YOUR ASSIGNMENT: The lines to find are those in the entries that hold the word "yellow"; copy every one of them.

SUPPLIED INFORMATION:
++++++++
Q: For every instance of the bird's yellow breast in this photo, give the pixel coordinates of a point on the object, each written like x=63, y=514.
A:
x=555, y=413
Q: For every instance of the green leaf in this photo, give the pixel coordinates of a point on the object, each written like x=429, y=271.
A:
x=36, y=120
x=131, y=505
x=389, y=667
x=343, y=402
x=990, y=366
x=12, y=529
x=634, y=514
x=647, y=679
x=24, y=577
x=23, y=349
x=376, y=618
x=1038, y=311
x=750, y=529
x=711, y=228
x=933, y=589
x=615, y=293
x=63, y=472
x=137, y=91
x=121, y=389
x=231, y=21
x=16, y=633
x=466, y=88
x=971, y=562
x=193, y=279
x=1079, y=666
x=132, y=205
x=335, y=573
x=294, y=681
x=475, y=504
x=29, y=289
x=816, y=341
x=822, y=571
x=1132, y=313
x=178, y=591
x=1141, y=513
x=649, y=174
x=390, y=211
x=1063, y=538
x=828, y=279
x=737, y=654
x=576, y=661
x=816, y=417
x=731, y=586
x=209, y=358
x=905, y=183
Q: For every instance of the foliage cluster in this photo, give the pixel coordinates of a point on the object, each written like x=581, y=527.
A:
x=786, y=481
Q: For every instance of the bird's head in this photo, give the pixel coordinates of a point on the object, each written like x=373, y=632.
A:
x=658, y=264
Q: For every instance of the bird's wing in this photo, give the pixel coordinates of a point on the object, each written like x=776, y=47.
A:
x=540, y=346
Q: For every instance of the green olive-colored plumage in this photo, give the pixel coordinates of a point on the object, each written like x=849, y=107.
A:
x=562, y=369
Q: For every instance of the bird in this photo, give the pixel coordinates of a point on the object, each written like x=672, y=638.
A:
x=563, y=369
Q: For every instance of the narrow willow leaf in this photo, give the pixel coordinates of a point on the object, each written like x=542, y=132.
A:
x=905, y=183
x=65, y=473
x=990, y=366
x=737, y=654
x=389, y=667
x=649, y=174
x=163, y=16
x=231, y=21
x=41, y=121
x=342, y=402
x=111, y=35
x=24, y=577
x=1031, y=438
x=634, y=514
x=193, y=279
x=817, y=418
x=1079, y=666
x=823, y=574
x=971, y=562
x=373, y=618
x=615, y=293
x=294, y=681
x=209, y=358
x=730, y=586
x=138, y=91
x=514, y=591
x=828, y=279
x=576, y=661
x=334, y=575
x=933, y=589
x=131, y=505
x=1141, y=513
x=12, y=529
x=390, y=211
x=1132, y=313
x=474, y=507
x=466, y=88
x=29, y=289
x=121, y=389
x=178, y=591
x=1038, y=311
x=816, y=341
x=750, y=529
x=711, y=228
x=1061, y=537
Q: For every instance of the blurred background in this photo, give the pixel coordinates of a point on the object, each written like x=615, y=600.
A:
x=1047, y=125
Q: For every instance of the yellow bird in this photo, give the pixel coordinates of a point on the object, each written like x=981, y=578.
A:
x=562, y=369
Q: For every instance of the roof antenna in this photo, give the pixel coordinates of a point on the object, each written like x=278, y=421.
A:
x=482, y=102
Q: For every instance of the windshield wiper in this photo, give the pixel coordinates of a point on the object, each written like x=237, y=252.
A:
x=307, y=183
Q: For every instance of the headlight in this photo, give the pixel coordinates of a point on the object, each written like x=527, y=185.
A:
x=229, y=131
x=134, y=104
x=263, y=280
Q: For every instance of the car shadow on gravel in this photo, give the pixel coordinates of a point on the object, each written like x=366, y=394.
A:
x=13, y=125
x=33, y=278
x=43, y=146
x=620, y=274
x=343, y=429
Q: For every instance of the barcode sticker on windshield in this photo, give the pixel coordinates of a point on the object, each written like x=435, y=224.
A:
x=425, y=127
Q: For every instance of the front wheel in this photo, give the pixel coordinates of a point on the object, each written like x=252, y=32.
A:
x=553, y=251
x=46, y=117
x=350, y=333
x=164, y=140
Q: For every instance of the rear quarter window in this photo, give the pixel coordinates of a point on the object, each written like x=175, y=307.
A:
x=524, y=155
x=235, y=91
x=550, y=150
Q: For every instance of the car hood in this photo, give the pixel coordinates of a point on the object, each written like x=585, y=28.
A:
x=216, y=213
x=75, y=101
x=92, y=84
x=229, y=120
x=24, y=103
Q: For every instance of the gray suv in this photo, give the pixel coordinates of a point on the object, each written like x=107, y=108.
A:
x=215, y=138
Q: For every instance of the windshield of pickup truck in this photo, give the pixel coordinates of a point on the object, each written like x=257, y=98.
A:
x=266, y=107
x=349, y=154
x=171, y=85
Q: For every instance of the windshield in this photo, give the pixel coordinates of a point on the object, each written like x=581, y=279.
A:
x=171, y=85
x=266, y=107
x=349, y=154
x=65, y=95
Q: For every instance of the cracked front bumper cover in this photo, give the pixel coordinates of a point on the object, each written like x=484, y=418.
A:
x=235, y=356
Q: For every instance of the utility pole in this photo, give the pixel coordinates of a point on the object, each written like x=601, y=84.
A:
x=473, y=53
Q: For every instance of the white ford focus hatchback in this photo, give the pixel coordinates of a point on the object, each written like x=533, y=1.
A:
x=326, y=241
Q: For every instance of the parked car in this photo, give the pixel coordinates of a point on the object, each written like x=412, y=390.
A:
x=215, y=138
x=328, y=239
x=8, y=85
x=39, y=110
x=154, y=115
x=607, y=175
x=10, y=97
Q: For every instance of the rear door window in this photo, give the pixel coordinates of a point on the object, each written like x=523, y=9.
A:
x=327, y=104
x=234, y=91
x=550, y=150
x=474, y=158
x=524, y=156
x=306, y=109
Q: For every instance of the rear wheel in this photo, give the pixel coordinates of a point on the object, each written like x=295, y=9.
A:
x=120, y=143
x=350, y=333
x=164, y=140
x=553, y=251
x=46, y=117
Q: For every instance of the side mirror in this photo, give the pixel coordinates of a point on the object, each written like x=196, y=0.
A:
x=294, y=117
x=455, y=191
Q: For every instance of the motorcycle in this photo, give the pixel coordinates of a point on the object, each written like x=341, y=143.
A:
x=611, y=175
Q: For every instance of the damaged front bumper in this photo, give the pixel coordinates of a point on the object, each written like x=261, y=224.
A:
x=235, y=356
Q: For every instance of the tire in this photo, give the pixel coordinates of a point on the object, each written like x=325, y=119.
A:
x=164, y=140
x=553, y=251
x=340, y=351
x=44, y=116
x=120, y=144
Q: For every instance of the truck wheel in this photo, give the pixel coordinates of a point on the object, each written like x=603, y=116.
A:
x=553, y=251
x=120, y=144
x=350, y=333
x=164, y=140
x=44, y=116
++++++++
SOLUTION:
Q: For every instance of the bird's yellow breast in this photo, give the pixel coordinates of a point on the object, each written like x=63, y=514.
Q: For every instance of the yellow bird in this photo, give the pixel coordinates of a point on the object, each written like x=981, y=578.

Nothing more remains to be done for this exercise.